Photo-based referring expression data

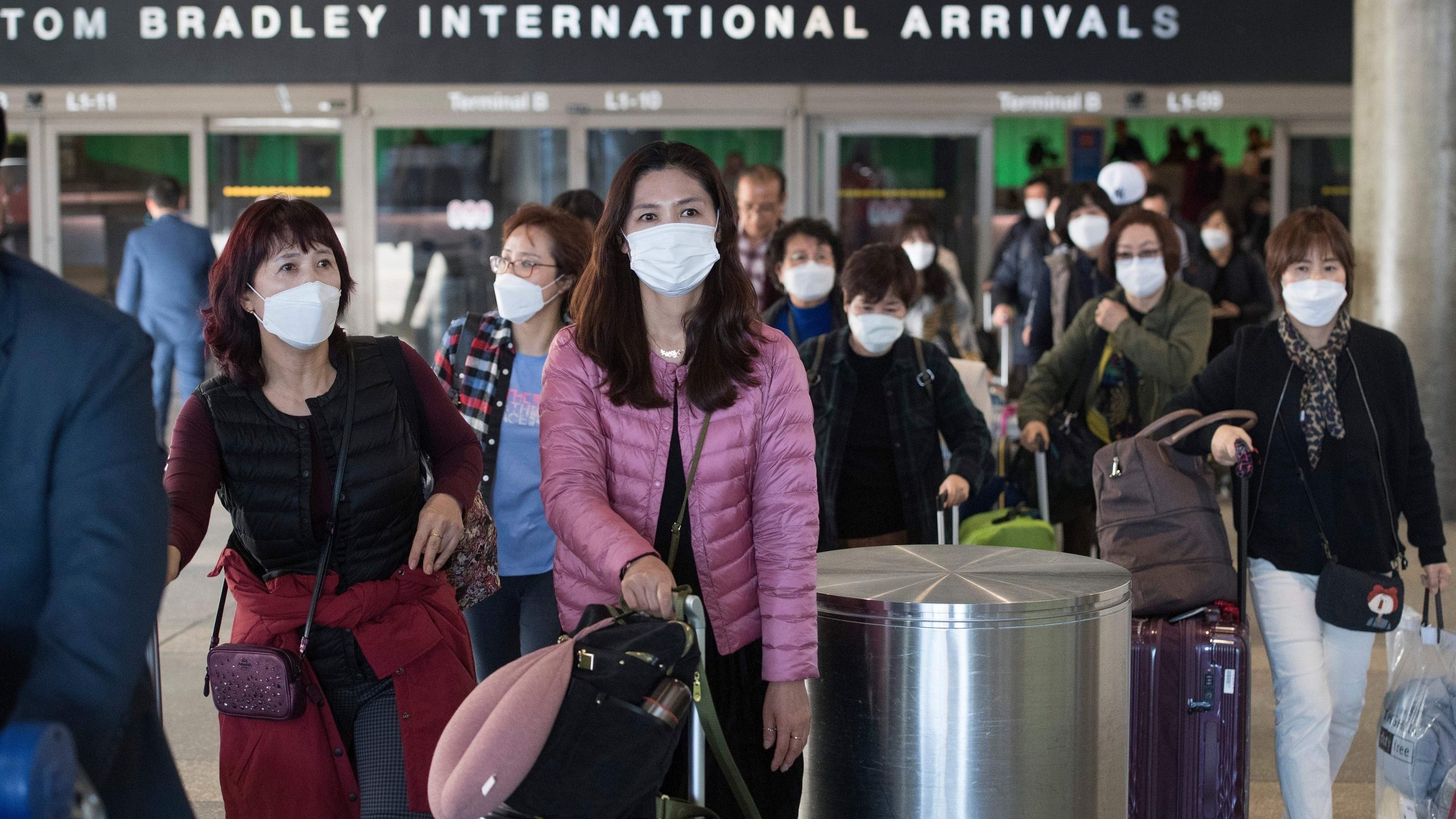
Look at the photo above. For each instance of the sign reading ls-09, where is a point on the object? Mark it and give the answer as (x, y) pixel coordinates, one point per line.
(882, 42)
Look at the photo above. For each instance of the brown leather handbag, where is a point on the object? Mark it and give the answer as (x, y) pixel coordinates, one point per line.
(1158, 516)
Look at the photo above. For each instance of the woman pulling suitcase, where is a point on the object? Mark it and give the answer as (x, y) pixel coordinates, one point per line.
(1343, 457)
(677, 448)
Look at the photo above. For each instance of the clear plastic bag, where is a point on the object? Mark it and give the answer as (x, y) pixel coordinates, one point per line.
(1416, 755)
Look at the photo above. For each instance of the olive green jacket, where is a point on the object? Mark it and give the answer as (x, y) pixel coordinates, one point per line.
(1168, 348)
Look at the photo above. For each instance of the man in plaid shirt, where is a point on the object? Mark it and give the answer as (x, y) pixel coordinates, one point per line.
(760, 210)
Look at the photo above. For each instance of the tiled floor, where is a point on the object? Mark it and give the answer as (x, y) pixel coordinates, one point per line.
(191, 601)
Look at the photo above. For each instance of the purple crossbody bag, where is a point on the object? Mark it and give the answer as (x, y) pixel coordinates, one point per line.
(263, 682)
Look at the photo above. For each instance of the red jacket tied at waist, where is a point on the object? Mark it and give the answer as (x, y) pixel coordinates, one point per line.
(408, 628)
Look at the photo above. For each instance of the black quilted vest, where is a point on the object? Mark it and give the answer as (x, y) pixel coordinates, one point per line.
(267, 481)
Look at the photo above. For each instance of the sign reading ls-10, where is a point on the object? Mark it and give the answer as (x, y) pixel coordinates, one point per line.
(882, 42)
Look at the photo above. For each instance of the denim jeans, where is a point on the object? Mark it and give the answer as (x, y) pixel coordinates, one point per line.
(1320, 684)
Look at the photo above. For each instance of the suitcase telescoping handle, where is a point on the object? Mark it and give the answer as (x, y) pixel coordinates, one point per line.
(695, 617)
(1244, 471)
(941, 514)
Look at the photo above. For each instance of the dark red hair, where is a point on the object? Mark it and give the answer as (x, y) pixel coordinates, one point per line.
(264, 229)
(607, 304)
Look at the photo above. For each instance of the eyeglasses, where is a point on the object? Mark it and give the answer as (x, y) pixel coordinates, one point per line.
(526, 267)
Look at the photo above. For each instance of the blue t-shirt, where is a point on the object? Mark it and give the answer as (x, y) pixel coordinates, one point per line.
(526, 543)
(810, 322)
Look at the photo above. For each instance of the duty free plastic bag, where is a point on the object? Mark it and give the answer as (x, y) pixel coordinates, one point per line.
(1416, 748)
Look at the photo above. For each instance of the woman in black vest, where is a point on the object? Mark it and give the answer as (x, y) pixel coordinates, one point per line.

Task description: Every line from the one that has "Look at the photo above. For each instance of the duty" down to the last line above must be written out exactly, with both ends included and nothing else.

Response:
Look at the photo above. For each instance of the duty free plastic bag, where is a point on the object? Mark it and give the answer as (x, y) pixel coordinates, one point per line.
(1416, 748)
Look at the photo above. For each instance of the woman in black vest, where is a point on the object? Mark it and give the answer as (x, y) pixel coordinates, one point per line.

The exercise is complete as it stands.